(Items from a dataset)
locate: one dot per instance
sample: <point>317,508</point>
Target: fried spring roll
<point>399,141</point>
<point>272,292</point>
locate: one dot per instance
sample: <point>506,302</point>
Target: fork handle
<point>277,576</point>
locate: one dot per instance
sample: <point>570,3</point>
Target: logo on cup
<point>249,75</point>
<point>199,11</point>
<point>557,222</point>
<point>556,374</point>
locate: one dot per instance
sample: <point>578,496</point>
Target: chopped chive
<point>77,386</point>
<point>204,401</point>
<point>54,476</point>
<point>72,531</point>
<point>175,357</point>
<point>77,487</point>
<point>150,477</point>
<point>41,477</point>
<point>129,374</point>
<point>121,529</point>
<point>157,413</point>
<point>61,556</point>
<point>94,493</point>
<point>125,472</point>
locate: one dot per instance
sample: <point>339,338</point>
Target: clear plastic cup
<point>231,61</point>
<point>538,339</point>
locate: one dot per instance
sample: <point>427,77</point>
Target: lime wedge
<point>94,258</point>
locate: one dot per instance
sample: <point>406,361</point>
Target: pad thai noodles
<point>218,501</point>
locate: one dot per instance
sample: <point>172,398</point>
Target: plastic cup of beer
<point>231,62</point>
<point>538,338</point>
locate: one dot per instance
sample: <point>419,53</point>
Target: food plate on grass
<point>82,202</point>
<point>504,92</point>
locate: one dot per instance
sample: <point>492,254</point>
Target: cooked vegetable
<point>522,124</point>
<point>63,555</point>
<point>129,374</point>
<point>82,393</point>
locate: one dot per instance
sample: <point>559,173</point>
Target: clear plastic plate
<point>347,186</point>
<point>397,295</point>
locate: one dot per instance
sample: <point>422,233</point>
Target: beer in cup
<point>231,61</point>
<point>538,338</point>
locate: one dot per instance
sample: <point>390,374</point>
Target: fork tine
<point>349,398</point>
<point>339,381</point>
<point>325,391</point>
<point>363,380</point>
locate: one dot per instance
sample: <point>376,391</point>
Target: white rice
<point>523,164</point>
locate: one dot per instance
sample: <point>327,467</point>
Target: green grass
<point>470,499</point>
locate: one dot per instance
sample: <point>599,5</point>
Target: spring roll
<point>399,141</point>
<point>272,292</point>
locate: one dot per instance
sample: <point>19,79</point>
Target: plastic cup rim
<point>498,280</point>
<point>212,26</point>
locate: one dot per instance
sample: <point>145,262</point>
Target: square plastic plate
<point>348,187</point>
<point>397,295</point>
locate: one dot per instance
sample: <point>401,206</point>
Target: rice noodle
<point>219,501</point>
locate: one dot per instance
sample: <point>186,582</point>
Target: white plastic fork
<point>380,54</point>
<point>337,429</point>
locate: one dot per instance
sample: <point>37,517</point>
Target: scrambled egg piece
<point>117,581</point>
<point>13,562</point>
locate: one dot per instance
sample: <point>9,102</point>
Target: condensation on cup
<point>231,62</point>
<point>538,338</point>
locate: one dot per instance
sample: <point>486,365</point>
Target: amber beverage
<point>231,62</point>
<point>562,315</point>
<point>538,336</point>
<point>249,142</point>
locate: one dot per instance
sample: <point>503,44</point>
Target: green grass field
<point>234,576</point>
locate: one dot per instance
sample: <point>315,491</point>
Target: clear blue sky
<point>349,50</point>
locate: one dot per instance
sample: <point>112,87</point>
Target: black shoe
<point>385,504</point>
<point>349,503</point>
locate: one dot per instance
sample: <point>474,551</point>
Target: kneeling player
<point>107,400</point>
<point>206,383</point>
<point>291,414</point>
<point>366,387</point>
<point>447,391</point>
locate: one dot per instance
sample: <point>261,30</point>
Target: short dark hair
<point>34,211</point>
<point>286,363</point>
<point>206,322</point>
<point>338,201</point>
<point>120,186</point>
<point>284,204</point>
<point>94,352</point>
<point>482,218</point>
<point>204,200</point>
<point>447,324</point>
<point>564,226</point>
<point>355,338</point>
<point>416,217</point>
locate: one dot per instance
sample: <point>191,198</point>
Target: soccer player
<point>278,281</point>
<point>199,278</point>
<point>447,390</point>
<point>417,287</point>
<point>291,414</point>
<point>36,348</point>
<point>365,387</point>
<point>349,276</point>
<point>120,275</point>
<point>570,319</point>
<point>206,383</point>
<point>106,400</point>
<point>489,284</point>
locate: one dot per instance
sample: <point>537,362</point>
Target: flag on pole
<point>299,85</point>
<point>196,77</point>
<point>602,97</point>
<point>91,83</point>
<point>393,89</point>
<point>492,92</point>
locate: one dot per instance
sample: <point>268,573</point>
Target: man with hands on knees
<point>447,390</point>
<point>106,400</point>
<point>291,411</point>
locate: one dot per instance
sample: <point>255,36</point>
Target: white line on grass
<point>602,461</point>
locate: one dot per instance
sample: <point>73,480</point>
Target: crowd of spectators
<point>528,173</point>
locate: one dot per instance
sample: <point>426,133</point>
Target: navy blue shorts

What the task requires → Output all the lines above. Keep each one exact.

Result of the task →
locate: one dot per instance
sample: <point>317,508</point>
Target: fried spring roll
<point>399,141</point>
<point>272,292</point>
locate: one dot per instance
sample: <point>506,302</point>
Target: fork handle
<point>277,576</point>
locate: one dot per instance
sample: <point>570,3</point>
Target: logo on cup
<point>249,75</point>
<point>199,11</point>
<point>557,222</point>
<point>556,374</point>
locate: one dot per instance
sample: <point>578,496</point>
Target: chopped chive
<point>77,386</point>
<point>204,401</point>
<point>54,476</point>
<point>72,531</point>
<point>175,357</point>
<point>77,487</point>
<point>150,477</point>
<point>41,477</point>
<point>129,374</point>
<point>121,529</point>
<point>157,413</point>
<point>61,556</point>
<point>94,493</point>
<point>125,472</point>
locate: one dot per instance
sample: <point>339,338</point>
Target: clear plastic cup
<point>231,61</point>
<point>538,339</point>
locate: one dot per instance
sample: <point>427,77</point>
Target: lime wedge
<point>94,258</point>
locate: one dot per instance
sample: <point>406,361</point>
Target: pad thai noodles
<point>218,501</point>
locate: one dot per instance
sample: <point>172,398</point>
Target: plastic cup of beer
<point>231,62</point>
<point>538,338</point>
locate: one dot per instance
sample: <point>419,53</point>
Target: food plate on grass
<point>82,202</point>
<point>504,92</point>
locate: one dot per instance
sample: <point>492,254</point>
Target: cooked vegetable
<point>522,124</point>
<point>63,555</point>
<point>129,374</point>
<point>82,393</point>
locate: one dot per instance
sample: <point>559,173</point>
Target: clear plastic plate
<point>347,186</point>
<point>397,295</point>
locate: one dot per instance
sample: <point>422,233</point>
Target: beer in cup
<point>231,61</point>
<point>538,338</point>
locate: one dot per instance
sample: <point>390,374</point>
Target: fork tine
<point>349,398</point>
<point>339,381</point>
<point>325,391</point>
<point>363,380</point>
locate: one dot per instance
sample: <point>376,391</point>
Target: white rice
<point>523,164</point>
locate: one dot per instance
sample: <point>327,467</point>
Target: green grass
<point>470,499</point>
locate: one dot per instance
sample: <point>599,5</point>
Target: spring roll
<point>399,141</point>
<point>272,292</point>
locate: one dot per instance
sample: <point>19,79</point>
Target: plastic cup rim
<point>498,280</point>
<point>212,26</point>
locate: one dot per instance
sample: <point>145,262</point>
Target: square plastic plate
<point>348,187</point>
<point>397,295</point>
locate: one dot per instance
sample: <point>401,206</point>
Target: rice noodle
<point>219,501</point>
locate: one dot per instance
sample: <point>186,582</point>
Target: white plastic fork
<point>380,54</point>
<point>337,429</point>
locate: one dot per instance
sample: <point>37,517</point>
Target: scrambled egg piece
<point>117,581</point>
<point>13,562</point>
locate: one dot per instance
sample: <point>9,102</point>
Target: condensation on cup
<point>231,62</point>
<point>538,338</point>
locate: one dot per instance
sample: <point>486,365</point>
Target: amber beverage
<point>231,62</point>
<point>562,315</point>
<point>538,336</point>
<point>249,142</point>
locate: one dot per instance
sample: <point>503,44</point>
Target: green grass field
<point>234,576</point>
locate: one dot per instance
sample: <point>315,491</point>
Target: clear blue sky
<point>349,50</point>
locate: one dot per instance
sample: <point>112,87</point>
Target: black shoe
<point>385,504</point>
<point>349,503</point>
locate: one dot per instance
sample: <point>474,551</point>
Target: kneeling player
<point>107,400</point>
<point>206,383</point>
<point>291,414</point>
<point>366,387</point>
<point>447,391</point>
locate: one dot per instance
sample: <point>261,30</point>
Target: short dark hair
<point>34,211</point>
<point>286,363</point>
<point>206,322</point>
<point>338,201</point>
<point>120,186</point>
<point>284,204</point>
<point>94,352</point>
<point>482,218</point>
<point>204,200</point>
<point>447,324</point>
<point>564,226</point>
<point>355,338</point>
<point>416,217</point>
locate: one dot per instance
sample: <point>191,198</point>
Target: soccer player
<point>278,281</point>
<point>199,278</point>
<point>447,390</point>
<point>417,287</point>
<point>291,414</point>
<point>36,348</point>
<point>365,387</point>
<point>349,276</point>
<point>120,275</point>
<point>570,319</point>
<point>206,383</point>
<point>106,400</point>
<point>489,284</point>
locate: one dot per instance
sample: <point>537,362</point>
Target: flag on pole
<point>299,85</point>
<point>196,77</point>
<point>602,97</point>
<point>91,83</point>
<point>393,89</point>
<point>492,92</point>
locate: one dot per instance
sample: <point>268,573</point>
Target: man with hands on knees
<point>447,390</point>
<point>106,400</point>
<point>291,411</point>
locate: one dot per instance
sample: <point>255,36</point>
Target: white line on grass
<point>602,461</point>
locate: one dot per instance
sample: <point>73,480</point>
Target: crowd of spectators
<point>528,173</point>
locate: one dot per instance
sample: <point>426,133</point>
Target: navy blue shorts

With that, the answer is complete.